··· SELECTED TEXT

And normally I have been able to just move the drive to the new motherboard and it installs drivers and we're off and running.

Now, though, I'm going from Athlon 2500+ to an X2 4800+...
New MB, New processor, dual core.. etc.

Is this much of a change in core hardware going to cause XP to gag and I'll have to reinstall anyway, or is it robust enough to deal with a change to dual core and whatnot?

Conversely, if I do have to reinstall, how can I copy my drive over without overwriting the core OS files, yet not have to reinstall 20+ games and whatnot? Most of them have some sort of Registry entry and I can't just backup/restore the registry, cause then it will kill alot of the OS driver and hardware info.. won't it?
 
this method might work

The non-ACPI routine.

After you've cloned (not just installed XP) the old drive onto the new hd, install it in the old rig as the primary boot device; unplug the old. Then:

Find out if the new mobo supports non-ACPI operation. Check its' specs; almost all do.

If so, print this out - and good luck!

OLD SYSTEM
Remove and uninstall all the current drivers (video, sound, chipset, ide) from Control Panel - Add/Remove.

Find Device Manager (Start - Run - (type in)devmgmt.msc - Enter). Expand the Computer value - double-click ACPI Uniprocessor PC - driver tab - Update driver.
Choose to "Install from a list or specific location (Advanced) - Don't Search.
UNCHECK THE BOX "Show compatible hardware". Select "Standard PC". Click Next & OK. You will get a Restart prompt. NO! "DO NOT RESTART".
While still in D/M (Device Manager), delete the rest of the hardware whose drivers you didn't find in C/P relating to the above list only.
Shut down and do not turn it on until you've completed ALL the hardware swapping in the old rig; or installed the drive in a new machine.

······
··· EXERCISE MATERIALS

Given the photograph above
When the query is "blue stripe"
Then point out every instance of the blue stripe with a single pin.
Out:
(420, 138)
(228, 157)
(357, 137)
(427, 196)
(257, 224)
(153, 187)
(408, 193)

······

### STATED EXERCISE 1
Print the entries above line for line, without changing anything.
### STATED EXERCISE 2
Continue the text about moving a Windows XP drive to a new motherboard, picking up after its last sentence.

### EXERCISE ANSWER 1
Given the photograph above
When the query is "blue stripe"
Then point out every instance of the blue stripe with a single pin.
Out:
(420, 138)
(228, 157)
(357, 137)
(427, 196)
(257, 224)
(153, 187)
(408, 193)

### EXERCISE ANSWER 2
NEW SYSTEM
Turn on and bootup. XP will load & redetect the entire hardware config. Probably will reboot a couple of times.

After you get a quiet desktop, Start - Run - (type in)cmd.exe - Enter

Type this in: set devmgr_show_nonpresent_devices=1

Type: devmgmt.msc

View tab - Show hidden devices. The old stuff will have transparent icons.
Select, right-click and Uninstall all of these EXCEPT the ones inside "Non-Plug and Play Drivers" and "Sound, video and game controllers". Reboot.

Back into D/M - expand the Computer value. Double-click the first Standard PC - driver tab - Update driver. Choose "Install from a list...." - "Don't search....". Uncheck "Show compatible hardware - Select "Advanced....(ACPI) PC". Next - OK - Restart.

XP will now detect again. When done, reboot. Back into D/M - expand Computer - right-click Standard PC - uninstall. Reboot.

Back into D/M and get rid of the transparent icons again, as per three paragraphs above. Reboot.

Check the new mobo cd documentation. You may want to install all the NEW drivers again if that is part of their instruction for XP operating system.